== Recorded information ==
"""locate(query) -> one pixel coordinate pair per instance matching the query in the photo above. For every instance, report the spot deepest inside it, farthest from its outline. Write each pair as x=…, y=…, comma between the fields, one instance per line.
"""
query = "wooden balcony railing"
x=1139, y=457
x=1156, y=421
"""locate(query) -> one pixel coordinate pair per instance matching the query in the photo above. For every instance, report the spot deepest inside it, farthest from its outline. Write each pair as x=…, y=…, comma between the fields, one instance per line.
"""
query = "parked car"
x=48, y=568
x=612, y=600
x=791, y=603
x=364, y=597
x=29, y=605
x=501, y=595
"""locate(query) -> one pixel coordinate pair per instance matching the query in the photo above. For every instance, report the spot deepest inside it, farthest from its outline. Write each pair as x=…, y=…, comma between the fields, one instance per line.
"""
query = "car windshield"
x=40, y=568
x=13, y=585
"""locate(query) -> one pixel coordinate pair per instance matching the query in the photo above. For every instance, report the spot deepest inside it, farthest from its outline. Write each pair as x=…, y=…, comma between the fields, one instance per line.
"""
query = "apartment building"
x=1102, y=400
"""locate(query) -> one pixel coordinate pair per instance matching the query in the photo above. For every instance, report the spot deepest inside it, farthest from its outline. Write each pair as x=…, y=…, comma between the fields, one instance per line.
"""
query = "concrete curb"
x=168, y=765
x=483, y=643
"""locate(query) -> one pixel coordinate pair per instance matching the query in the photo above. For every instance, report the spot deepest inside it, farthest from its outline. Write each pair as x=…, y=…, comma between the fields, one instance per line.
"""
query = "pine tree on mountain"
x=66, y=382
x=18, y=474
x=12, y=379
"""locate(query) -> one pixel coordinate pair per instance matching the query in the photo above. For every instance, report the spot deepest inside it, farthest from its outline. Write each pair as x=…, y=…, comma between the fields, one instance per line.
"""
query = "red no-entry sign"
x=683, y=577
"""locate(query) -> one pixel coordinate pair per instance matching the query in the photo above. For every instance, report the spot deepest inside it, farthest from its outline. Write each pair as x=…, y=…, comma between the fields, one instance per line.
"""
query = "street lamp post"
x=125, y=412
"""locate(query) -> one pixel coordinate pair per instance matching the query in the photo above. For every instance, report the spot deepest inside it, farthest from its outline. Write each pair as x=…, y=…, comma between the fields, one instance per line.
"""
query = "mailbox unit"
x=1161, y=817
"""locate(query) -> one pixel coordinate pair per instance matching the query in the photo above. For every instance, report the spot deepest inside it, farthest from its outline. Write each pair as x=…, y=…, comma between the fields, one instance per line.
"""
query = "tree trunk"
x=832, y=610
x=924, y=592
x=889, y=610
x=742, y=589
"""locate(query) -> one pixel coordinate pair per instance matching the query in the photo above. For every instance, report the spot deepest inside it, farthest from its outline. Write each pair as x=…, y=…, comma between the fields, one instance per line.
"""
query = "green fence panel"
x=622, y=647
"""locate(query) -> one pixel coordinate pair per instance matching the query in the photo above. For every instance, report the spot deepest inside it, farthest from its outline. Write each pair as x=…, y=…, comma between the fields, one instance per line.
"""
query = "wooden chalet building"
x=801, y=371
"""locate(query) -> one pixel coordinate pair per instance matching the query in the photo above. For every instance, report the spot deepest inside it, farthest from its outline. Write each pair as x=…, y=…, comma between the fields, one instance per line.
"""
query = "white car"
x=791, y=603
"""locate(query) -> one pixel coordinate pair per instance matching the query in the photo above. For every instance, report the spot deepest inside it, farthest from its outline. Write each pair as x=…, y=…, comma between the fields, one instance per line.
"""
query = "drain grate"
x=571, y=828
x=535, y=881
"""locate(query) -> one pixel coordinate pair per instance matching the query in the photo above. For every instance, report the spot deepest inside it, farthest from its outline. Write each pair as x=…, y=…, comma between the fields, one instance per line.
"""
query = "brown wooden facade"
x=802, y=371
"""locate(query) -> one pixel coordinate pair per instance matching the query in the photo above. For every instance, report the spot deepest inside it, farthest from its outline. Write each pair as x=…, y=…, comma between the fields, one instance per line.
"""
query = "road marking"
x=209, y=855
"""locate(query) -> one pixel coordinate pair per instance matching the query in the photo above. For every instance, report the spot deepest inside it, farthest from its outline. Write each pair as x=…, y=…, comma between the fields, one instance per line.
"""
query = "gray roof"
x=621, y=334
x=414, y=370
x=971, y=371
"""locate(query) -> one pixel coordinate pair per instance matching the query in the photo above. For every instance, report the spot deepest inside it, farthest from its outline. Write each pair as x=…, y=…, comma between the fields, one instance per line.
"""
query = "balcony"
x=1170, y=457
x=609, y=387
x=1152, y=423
===
_Directions_
Write out all of the entries above, exactly and in full.

_Result below_
"""locate(query) -> one pixel coordinate pair per instance matching the query in the photo above. For every instance, report the spot deepest inside it, farthest from its outline. Write each pair as x=…, y=…, comma between the fields, one instance per line.
"""
query = "wooden balcony railing"
x=1139, y=457
x=1156, y=421
"""locate(query) -> one pixel coordinate pair per instance matching the query in the photo above. For every instance, report the spot deepest inside it, farthest from its outline. Write each pair as x=…, y=…, comma between the fields, one instance per line.
"""
query = "parked car"
x=48, y=568
x=612, y=600
x=791, y=603
x=364, y=597
x=29, y=605
x=501, y=595
"""locate(query) -> one pixel coordinate pair per instance matching the query in the photo above. For every instance, report the spot deepest inside it, farthest from its outline. Write each pair as x=…, y=…, comma between the fields, one instance per line.
"""
query = "car windshield"
x=40, y=568
x=13, y=585
"""locate(query) -> one pixel coordinate pair per instance matching the query in the photo above. For every instance, report the spot deepest inside it, farthest from its outline. Write each pair as x=…, y=…, comma between the fields, one instance per line.
"""
query = "apartment building"
x=1102, y=400
"""locate(query) -> one pixel coordinate pair per instance matching the query in the photo above. For every instance, report the spot deepest inside it, farthest from its outline. Write each pair as x=…, y=…, comma between the fields, one instance per line.
"""
query = "concrete curb"
x=168, y=765
x=483, y=643
"""locate(query) -> one pixel coordinate pair per instance matching the query in the photo above. For every instance, report the spot deepest inside it, farthest from its outline. Write each pair as x=…, y=…, comma between the fields, one instance per line.
"""
query = "pine tree on mountain"
x=66, y=382
x=18, y=474
x=12, y=379
"""locate(query) -> one pixel coordinate pair per instance matching the query in the photo above. For every instance, report the spot deepest inside it, farthest from its outline. Write each pair as x=…, y=…, comma between the fields, one instance per line.
"""
query = "red no-entry sign"
x=683, y=577
"""locate(query) -> one pixel coordinate pair per instance matching the query in the photo above. For every instance, report the spot deepest inside it, farthest from its outline. Write each pair as x=…, y=…, comma between the fields, one instance per line.
"""
query = "street lamp post"
x=125, y=412
"""locate(query) -> one pixel coordinate pair per instance matching the query in the photo above. For every instance, report the spot deepest inside it, farthest from its outline. Write each pair as x=…, y=…, comma between the fields, one instance per line.
"""
query = "mailbox unit"
x=1161, y=817
"""locate(query) -> one pixel coordinate pair per instance matching the query in the photo above. For every instance, report the spot deepest inside it, farthest from its outline. Write each pair as x=…, y=…, comma between the fields, one instance per line.
"""
query = "tree trunk"
x=832, y=610
x=924, y=592
x=889, y=610
x=742, y=589
"""locate(query) -> one pixel coordinate pair per instance matching the query in the photo above. For every instance, report the spot deepest inside it, farthest from its outline. Write each pair as x=…, y=…, comma between the fields, one instance per line.
"""
query = "green fence panel"
x=622, y=647
"""locate(query) -> one pixel coordinate pair per instance matching the query in the photo above. For every instance, report the spot deepest inside it, farthest from its outline. Write each pair as x=…, y=…, comma between the fields, one instance per line.
"""
query = "wooden chalet building"
x=801, y=371
"""locate(query) -> one pixel coordinate pair per instance matching the query in the photo above. For every instance, report the spot deepest inside it, farthest from its outline. Write each pair as x=…, y=…, comma between the fields, one instance per line.
"""
query = "white car"
x=791, y=603
"""locate(query) -> one pixel coordinate pair per instance matching the query in the photo above. For every instance, report the spot deepest inside it, farthest from its outline. Write each pair as x=…, y=…, comma between the fields, one instance per line.
"""
query = "drain grate"
x=571, y=828
x=535, y=881
"""locate(query) -> one pixel coordinate pair per instance matching the query in the photo above. For every instance, report the spot deepest inside it, farthest from its outline. Write each pair as x=…, y=…, comma between the fields, one instance per line.
"""
query = "brown wooden facade"
x=802, y=371
"""locate(query) -> one pixel coordinate pair per instance matching the query in the photo above. For every instance, report the spot deepest inside it, farthest from its outline. Write each pair as x=…, y=…, comma between the fields, one instance per line.
"""
query = "road marking"
x=209, y=855
"""locate(query) -> one pixel coordinate pair per instance matching the query in the photo above. For every instance, report the spot deepest inside it, farthest from its outline. Write each pair as x=…, y=…, comma between the fields, one instance per line.
"""
query = "gray roof"
x=621, y=334
x=414, y=370
x=971, y=371
"""locate(query) -> one pixel coordinate pair per instance matching the query in the photo above. For every instance, report the spot deepest inside it, farthest from its outline. Write each pair as x=…, y=…, comma between the fields, one instance per line.
"""
query = "balcony"
x=1170, y=457
x=609, y=387
x=1152, y=423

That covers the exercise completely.